Segment Start: Document extract

Marks enlightened many about Kalaupapa
POSTED: Friday, December 12, 2008
THE ISSUEThe advocate for leprosy patients who were exiled to the Molokai peninsula has died. |
Deprived of his freedom by disease and his fellow humans, Richard Marks did not turn toward bitterness. Instead, he channeled his energy and abilities toward standing up for Hansen's disease patients who, like him, had been banished to Kalaupapa. Among them were his father, a brother and sister, his grandmother, an aunt and an uncle.
Marks, who died Tuesday at age 79, is largely credited with helping to bring about the abolition of a century-long quarantine policy that kept more than 8,000 people confined at Kalaupapa, pressing the federal government to create a National Historic Park there and for prompting an apology by the Legislature this year.
His advocacy would take him around the world and to realms of power like the Vatican. There, in 1983, he joined the late Hawaii author Ozzie Bushnell and Franciscan Sister Mary Laurence Hanley in a private audience with Pope John Paul II to speak on behalf of sainthood for Mother Marianne Cope, who provided spiritual and physical support to Kalaupapa's patients.
In 1996 he received the international Damien-Dutton Award, which had previously gone to such notable figures as Mother Teresa and President John F. Kennedy.
The prestigious award acknowledged what was perhaps Marks' most influential undertaking - that of telling from day to day for nearly 40 years the narrative of his life and the history of Kalaupapa. As the Star-Bulletin's Mary Adamski reported, thousands of visitors heard the stories, the pithy criticisms of government agencies and colorful recollections as he drove his Damien Tours bus around the peninsula.
Marks' efforts to shed light on a once-hidden community will be his legacy.

Segment End: Document extract

Aim of the exercise:
According to the editorial about Richard Marks, in what year did he receive the international Damien-Dutton Award?

Segment Start: Information supplied

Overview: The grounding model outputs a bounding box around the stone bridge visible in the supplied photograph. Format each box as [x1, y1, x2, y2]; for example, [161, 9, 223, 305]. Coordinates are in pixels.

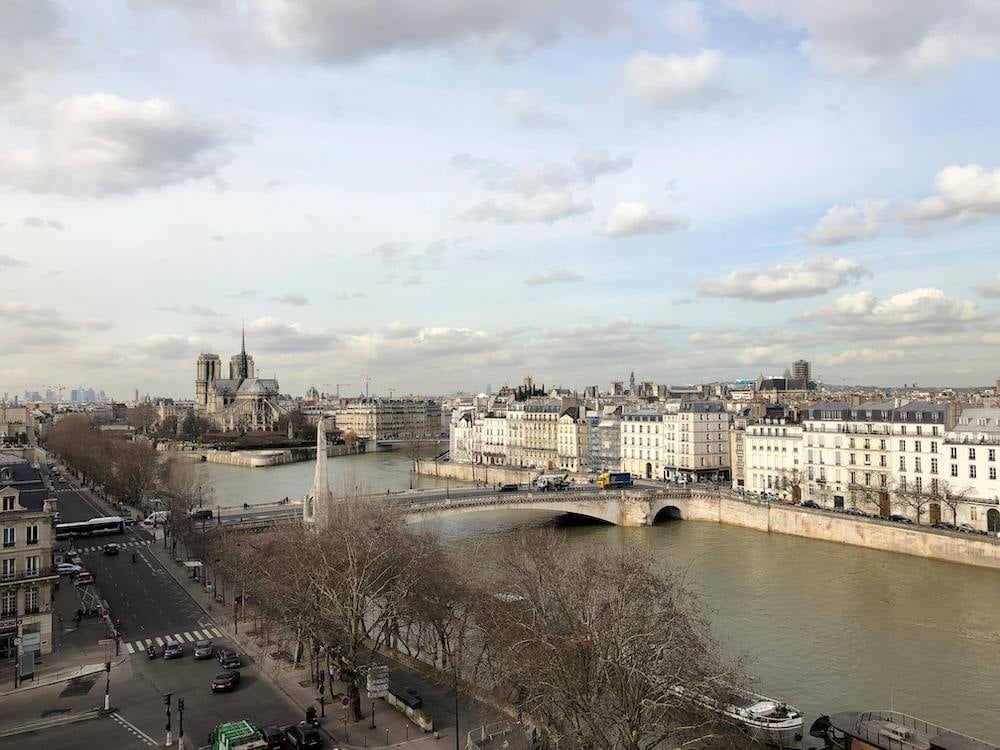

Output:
[400, 488, 718, 526]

Segment End: Information supplied

The answer:
1996